▶ [Brief]:
Among these records, tally each line with the word "shirt"; the answer is that number alone.
═════ Material to process ═════
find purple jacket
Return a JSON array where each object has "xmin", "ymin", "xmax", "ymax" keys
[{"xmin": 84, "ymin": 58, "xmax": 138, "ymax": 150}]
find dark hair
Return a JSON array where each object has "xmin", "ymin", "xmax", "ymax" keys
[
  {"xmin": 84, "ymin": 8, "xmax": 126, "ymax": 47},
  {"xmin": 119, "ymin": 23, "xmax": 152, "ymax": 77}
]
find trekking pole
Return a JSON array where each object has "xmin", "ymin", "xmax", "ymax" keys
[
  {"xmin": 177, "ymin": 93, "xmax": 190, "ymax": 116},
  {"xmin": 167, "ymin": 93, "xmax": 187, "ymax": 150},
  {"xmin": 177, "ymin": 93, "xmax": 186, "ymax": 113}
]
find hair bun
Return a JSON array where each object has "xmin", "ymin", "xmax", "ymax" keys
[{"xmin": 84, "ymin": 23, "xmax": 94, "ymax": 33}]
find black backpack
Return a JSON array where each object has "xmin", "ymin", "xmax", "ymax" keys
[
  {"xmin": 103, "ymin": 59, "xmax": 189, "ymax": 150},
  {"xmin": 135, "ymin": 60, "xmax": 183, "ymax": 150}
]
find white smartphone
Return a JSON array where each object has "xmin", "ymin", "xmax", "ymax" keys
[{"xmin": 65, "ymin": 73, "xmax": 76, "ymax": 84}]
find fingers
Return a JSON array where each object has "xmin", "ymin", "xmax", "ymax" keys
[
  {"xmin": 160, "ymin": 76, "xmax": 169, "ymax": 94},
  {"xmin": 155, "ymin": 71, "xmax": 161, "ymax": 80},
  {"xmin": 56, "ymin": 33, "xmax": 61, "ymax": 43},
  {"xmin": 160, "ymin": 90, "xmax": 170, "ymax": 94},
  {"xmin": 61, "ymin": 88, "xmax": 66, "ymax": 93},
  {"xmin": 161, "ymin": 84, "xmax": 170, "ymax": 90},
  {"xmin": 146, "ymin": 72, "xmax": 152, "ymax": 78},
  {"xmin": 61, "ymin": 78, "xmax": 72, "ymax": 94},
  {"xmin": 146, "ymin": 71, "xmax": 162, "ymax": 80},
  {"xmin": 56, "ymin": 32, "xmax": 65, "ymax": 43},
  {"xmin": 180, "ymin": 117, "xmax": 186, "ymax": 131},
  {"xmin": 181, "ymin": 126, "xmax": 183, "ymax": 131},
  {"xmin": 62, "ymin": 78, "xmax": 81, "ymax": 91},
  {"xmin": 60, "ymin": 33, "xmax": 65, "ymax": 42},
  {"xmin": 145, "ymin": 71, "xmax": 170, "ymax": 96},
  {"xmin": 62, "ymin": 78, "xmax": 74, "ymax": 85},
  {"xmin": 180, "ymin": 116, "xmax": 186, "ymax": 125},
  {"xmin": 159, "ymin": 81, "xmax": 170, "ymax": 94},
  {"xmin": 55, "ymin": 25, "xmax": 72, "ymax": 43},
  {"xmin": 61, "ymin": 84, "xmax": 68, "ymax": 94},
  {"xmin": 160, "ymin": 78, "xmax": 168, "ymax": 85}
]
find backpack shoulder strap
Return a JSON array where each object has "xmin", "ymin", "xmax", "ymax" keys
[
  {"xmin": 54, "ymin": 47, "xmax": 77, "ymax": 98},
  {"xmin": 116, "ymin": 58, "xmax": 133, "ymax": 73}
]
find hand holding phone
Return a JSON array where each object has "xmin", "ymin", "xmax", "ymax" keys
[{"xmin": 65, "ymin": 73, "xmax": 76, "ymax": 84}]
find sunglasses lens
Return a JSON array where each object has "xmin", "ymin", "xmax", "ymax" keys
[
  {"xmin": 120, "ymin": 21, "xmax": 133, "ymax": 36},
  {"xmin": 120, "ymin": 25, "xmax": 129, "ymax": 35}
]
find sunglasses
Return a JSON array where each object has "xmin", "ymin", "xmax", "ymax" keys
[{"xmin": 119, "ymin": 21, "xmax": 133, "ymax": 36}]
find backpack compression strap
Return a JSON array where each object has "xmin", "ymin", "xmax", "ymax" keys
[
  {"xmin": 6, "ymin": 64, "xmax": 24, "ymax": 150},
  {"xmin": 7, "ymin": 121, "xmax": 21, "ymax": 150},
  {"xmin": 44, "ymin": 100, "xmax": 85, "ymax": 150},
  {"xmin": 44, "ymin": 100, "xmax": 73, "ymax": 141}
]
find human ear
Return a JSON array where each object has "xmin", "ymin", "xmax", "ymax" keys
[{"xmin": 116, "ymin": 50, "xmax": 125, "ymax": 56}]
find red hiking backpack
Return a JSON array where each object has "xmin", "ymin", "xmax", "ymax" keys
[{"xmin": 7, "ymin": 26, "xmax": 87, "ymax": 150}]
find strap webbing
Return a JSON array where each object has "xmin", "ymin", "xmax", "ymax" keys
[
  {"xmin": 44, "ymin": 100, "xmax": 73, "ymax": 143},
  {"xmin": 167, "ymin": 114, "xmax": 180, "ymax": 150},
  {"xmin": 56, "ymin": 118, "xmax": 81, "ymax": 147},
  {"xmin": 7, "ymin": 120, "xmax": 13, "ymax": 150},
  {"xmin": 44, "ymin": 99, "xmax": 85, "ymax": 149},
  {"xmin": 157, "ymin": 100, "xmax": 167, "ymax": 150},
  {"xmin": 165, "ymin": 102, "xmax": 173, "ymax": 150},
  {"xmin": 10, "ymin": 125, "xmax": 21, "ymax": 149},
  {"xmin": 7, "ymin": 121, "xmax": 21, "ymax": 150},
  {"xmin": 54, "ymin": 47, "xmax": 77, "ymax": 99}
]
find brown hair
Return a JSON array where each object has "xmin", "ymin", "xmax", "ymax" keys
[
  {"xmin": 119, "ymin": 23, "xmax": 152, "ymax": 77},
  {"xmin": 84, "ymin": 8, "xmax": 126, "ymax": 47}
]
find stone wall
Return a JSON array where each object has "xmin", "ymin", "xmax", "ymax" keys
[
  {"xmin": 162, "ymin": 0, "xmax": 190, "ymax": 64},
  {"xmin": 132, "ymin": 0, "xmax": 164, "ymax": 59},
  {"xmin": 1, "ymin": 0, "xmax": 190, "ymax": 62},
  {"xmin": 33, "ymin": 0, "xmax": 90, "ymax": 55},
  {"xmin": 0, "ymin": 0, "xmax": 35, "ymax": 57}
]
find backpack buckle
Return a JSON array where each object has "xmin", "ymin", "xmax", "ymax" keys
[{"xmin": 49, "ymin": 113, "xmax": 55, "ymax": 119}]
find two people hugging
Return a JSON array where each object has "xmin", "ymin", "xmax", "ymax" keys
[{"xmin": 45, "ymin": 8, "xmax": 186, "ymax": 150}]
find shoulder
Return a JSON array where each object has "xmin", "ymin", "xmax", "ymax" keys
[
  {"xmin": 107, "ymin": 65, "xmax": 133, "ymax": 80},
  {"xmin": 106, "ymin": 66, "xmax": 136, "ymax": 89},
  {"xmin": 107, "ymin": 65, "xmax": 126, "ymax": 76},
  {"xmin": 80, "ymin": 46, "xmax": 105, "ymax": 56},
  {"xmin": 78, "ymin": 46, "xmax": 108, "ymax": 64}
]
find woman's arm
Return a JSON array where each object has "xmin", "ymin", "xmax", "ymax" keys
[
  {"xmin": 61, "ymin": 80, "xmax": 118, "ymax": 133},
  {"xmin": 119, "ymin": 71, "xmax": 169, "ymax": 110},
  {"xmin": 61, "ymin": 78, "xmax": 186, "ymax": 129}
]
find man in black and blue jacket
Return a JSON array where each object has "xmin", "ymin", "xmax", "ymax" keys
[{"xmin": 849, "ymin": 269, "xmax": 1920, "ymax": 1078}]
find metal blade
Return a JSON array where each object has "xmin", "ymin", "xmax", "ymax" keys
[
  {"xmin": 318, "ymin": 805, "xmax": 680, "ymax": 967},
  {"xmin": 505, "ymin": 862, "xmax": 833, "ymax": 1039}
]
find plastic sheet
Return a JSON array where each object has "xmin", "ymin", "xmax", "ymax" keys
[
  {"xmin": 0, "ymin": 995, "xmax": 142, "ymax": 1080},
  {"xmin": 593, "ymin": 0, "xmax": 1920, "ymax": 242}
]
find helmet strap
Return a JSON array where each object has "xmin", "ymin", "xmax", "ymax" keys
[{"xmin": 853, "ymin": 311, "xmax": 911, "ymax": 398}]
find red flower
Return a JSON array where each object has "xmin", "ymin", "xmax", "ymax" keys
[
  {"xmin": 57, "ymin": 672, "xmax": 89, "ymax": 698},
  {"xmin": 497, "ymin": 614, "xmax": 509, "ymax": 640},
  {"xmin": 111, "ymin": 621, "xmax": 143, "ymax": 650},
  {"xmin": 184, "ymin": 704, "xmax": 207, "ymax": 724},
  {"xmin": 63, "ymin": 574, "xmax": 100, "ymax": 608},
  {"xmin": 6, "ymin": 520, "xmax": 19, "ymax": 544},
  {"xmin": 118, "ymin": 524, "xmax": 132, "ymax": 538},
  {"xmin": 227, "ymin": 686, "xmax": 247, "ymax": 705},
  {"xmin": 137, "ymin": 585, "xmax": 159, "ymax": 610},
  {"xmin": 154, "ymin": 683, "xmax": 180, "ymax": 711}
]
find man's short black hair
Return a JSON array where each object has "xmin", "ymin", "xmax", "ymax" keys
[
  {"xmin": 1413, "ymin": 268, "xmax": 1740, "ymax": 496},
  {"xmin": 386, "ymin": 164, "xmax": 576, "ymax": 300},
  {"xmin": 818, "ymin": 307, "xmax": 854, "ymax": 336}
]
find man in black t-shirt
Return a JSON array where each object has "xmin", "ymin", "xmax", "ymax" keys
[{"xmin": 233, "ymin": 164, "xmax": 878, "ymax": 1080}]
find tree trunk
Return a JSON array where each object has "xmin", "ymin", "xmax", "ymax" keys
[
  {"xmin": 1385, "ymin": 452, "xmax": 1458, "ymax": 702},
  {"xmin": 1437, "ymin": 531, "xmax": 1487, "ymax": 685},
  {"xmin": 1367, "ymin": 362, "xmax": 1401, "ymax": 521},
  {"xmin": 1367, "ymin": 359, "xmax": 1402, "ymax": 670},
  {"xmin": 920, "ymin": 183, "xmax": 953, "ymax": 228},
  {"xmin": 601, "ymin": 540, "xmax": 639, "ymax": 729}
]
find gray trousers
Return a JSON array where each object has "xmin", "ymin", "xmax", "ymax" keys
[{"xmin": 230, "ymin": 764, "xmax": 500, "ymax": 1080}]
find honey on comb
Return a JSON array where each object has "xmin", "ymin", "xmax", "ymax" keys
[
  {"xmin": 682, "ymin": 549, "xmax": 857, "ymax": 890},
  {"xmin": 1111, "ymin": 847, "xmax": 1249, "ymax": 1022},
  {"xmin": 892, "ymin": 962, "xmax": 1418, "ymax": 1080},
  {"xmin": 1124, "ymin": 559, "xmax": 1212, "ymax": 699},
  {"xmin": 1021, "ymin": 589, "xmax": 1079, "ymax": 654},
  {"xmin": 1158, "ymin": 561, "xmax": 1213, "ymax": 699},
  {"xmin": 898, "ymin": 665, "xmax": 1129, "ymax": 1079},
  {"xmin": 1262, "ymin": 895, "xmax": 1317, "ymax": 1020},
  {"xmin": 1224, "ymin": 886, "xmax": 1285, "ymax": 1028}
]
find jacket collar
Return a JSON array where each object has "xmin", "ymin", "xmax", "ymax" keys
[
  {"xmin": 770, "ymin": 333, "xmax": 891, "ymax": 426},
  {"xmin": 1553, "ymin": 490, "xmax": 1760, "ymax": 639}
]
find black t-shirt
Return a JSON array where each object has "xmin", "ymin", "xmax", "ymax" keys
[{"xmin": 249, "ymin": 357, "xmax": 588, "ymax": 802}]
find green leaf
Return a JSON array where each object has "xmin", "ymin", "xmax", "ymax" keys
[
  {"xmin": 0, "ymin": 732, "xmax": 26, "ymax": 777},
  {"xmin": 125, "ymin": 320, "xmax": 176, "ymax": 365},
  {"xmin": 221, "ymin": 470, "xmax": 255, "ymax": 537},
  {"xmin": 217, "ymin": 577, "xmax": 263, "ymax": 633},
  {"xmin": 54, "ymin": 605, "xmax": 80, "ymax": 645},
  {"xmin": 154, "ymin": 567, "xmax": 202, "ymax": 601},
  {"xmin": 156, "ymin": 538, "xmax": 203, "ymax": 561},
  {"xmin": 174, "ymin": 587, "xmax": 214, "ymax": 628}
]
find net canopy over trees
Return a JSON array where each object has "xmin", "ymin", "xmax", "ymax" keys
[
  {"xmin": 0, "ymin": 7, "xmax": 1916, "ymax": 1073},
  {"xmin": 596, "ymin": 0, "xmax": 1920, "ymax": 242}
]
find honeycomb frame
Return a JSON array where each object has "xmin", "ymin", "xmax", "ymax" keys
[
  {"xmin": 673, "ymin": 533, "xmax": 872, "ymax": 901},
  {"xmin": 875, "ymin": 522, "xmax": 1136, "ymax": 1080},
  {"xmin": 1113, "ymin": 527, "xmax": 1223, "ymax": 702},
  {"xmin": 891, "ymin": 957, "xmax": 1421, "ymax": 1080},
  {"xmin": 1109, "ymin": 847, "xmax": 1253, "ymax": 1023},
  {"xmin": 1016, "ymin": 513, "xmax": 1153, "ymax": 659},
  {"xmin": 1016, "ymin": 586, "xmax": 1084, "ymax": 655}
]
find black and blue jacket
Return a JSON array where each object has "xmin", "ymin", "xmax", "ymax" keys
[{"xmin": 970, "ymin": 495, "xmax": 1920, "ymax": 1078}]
═════
▶ [Answer to the problem]:
2